• **EXERCISE REQUIREMENTS**: State how many lines of the listing below contain the word "front". Respond with the number only.
— start DATASET —
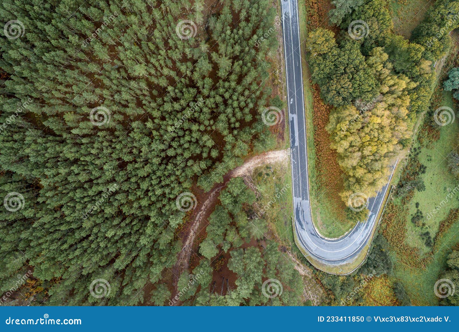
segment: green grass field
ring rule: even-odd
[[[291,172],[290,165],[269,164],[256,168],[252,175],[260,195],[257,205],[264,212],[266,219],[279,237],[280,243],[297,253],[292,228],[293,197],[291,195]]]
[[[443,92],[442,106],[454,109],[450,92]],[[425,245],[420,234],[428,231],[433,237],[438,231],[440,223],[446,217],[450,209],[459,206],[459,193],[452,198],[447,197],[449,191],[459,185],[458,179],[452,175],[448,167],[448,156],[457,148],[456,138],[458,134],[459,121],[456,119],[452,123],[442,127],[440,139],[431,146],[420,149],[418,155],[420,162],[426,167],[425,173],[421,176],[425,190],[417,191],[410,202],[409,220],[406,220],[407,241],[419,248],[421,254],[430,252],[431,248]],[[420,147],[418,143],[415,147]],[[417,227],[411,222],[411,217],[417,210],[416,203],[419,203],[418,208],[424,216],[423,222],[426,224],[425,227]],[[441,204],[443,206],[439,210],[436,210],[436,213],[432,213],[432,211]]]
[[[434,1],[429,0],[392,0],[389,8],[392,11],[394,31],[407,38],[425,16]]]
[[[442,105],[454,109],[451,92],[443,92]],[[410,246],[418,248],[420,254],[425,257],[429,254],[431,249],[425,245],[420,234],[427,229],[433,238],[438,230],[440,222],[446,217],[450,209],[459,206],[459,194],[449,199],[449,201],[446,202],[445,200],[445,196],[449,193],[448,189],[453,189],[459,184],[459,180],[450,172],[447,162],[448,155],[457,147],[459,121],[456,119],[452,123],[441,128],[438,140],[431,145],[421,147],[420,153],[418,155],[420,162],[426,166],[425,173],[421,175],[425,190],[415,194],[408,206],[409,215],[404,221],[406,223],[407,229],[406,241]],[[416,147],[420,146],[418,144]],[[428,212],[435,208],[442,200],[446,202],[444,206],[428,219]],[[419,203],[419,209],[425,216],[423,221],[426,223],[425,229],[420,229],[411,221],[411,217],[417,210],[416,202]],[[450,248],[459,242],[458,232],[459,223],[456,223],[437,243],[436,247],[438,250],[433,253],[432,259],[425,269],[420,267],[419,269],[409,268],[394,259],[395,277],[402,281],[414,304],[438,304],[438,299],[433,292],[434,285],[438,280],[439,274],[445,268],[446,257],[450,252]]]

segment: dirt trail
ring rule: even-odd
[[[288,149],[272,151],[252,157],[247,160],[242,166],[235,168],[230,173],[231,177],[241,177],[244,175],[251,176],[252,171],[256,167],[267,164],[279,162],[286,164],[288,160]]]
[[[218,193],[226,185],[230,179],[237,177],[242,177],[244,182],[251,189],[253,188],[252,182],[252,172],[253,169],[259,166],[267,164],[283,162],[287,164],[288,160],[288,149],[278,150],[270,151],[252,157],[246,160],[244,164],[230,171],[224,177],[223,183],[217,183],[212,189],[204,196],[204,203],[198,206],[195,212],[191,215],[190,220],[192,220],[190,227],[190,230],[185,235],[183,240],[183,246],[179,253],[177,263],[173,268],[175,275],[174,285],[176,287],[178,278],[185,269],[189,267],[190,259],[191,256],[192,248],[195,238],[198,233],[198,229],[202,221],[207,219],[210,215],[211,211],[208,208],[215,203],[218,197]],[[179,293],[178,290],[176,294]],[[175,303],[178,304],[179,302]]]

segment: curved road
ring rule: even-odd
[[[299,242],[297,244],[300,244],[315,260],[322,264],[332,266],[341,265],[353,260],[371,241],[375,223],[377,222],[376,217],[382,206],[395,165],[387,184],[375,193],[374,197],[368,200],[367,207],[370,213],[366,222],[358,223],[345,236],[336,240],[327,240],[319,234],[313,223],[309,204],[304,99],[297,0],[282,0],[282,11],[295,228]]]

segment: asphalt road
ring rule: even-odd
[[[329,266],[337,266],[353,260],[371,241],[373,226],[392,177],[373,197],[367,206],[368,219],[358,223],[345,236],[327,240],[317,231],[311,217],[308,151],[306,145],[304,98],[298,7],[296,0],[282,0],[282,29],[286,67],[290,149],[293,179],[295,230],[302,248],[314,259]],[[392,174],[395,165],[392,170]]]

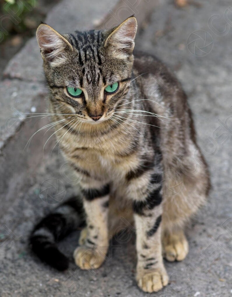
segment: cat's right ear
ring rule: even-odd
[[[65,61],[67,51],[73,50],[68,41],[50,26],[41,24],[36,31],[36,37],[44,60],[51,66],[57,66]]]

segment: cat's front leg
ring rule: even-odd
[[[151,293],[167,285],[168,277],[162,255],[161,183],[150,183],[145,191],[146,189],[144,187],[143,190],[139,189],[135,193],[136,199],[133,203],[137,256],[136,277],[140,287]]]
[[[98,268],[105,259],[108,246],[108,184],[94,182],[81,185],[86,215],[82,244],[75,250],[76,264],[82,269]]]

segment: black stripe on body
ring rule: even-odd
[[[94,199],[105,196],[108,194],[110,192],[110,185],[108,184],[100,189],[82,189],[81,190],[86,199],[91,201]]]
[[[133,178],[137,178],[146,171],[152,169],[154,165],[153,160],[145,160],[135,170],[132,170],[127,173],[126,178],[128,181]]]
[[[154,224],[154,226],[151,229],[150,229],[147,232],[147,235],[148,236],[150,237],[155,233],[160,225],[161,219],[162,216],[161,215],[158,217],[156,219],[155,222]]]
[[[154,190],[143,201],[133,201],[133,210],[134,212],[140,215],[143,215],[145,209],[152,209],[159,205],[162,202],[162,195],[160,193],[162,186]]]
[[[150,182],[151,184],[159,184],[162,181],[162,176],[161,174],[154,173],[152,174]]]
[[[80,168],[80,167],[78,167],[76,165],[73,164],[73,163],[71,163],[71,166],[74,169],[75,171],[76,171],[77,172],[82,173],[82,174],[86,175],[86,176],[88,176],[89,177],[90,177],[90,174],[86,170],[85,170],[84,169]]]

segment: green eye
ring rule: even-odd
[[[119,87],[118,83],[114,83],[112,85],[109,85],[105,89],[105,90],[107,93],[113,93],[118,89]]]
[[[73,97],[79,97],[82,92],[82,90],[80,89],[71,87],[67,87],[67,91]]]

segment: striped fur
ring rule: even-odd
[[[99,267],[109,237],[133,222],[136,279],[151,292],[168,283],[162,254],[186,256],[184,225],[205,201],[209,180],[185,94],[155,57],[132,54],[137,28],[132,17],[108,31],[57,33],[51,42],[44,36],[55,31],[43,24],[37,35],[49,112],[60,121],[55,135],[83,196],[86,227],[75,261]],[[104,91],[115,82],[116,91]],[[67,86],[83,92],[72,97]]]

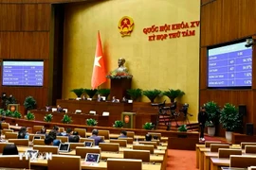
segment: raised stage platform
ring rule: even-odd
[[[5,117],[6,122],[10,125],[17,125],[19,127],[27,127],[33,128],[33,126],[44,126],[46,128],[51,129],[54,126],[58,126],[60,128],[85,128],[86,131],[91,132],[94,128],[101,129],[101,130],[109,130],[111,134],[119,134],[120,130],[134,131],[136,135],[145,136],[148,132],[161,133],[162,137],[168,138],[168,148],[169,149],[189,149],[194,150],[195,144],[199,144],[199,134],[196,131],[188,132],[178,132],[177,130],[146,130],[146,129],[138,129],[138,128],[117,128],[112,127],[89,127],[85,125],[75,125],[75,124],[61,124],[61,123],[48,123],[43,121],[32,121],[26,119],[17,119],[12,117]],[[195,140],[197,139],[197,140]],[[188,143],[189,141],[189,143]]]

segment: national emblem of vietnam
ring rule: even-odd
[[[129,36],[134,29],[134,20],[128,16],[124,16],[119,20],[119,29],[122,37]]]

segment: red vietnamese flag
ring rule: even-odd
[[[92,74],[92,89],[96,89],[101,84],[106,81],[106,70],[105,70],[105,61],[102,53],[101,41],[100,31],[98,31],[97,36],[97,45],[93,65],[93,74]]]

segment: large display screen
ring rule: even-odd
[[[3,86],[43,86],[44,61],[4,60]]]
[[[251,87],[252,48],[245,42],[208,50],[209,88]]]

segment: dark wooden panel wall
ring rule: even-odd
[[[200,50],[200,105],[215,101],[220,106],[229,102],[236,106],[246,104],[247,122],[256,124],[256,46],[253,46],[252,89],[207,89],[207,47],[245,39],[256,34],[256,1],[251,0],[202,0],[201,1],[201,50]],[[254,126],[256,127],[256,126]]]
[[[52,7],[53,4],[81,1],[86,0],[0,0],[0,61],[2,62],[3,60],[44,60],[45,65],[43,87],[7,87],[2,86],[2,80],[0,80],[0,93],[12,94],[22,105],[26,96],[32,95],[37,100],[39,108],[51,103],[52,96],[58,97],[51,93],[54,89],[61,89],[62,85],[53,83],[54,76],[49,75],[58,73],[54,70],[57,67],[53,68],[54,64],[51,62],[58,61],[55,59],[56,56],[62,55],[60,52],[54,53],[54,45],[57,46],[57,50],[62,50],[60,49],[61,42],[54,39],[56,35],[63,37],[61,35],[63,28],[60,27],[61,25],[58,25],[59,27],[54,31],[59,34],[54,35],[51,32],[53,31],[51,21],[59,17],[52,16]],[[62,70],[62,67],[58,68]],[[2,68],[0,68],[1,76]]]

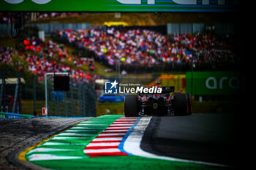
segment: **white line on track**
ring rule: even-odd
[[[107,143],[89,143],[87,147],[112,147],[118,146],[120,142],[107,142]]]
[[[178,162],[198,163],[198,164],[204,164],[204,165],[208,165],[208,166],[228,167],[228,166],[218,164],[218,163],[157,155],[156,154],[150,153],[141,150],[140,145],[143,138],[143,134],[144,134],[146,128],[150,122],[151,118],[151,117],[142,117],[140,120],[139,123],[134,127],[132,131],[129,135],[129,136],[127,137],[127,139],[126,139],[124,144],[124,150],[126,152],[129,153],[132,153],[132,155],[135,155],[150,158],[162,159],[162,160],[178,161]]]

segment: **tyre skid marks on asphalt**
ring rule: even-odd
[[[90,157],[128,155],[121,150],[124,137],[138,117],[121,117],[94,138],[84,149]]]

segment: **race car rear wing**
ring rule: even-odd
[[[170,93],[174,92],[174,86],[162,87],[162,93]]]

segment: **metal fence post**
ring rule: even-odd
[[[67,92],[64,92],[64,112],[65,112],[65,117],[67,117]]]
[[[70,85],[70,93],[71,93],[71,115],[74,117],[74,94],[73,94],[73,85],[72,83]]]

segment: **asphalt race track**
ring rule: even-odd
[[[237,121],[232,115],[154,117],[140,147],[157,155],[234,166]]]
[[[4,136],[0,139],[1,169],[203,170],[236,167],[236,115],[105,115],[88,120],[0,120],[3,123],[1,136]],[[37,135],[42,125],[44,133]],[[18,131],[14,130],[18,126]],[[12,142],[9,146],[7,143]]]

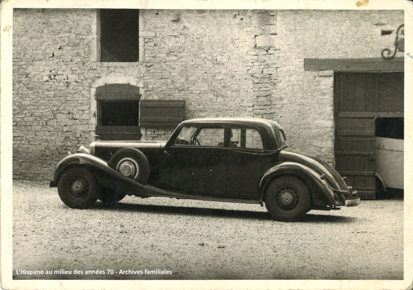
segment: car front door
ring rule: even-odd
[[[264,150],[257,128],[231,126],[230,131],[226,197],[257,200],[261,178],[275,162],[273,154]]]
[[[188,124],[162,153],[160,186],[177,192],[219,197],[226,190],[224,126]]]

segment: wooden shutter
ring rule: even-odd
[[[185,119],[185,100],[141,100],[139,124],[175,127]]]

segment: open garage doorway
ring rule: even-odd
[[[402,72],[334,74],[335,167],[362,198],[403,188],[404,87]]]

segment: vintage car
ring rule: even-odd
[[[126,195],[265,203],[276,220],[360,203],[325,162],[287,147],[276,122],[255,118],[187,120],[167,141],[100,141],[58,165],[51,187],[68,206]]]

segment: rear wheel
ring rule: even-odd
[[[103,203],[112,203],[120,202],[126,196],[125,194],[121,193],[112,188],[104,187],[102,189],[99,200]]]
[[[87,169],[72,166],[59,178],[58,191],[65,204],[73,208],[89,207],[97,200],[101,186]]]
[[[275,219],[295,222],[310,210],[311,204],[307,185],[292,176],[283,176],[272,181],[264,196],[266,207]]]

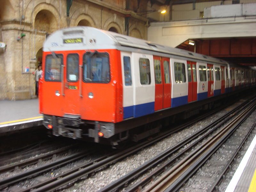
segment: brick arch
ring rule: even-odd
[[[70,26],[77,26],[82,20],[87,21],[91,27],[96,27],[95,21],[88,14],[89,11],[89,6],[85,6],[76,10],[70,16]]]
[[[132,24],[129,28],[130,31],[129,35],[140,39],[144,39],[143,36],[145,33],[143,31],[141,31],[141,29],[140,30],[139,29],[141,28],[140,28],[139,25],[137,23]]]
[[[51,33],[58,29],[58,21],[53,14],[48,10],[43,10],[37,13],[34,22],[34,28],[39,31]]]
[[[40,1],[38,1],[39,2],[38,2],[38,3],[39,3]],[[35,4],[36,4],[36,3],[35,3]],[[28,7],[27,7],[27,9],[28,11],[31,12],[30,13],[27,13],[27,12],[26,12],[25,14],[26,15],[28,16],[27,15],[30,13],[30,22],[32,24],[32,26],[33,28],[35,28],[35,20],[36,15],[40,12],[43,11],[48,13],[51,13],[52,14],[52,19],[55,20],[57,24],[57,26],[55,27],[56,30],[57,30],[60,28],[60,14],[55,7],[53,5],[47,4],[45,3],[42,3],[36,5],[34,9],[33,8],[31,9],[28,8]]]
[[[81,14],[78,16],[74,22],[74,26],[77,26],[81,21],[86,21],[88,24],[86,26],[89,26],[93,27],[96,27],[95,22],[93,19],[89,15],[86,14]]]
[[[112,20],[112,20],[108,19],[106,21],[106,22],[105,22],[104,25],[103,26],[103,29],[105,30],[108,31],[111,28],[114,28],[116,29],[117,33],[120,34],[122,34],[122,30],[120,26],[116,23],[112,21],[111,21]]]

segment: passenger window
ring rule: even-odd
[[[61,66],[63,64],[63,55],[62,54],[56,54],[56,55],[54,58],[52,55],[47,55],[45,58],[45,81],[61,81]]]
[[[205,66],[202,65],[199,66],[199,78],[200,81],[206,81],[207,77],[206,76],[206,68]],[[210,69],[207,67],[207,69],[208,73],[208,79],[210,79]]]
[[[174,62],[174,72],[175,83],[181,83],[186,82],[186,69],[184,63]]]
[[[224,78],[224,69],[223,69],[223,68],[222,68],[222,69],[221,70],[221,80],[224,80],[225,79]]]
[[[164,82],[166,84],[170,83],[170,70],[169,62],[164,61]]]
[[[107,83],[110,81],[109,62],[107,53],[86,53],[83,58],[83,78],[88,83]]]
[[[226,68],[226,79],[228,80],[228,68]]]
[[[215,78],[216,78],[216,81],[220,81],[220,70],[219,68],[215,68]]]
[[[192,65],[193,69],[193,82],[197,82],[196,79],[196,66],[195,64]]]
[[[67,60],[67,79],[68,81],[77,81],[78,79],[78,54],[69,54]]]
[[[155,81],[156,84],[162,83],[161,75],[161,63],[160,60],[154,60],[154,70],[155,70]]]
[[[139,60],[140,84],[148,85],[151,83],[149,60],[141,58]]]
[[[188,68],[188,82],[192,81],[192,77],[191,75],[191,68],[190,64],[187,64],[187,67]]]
— end DATASET —
• **TASK ANSWER**: 2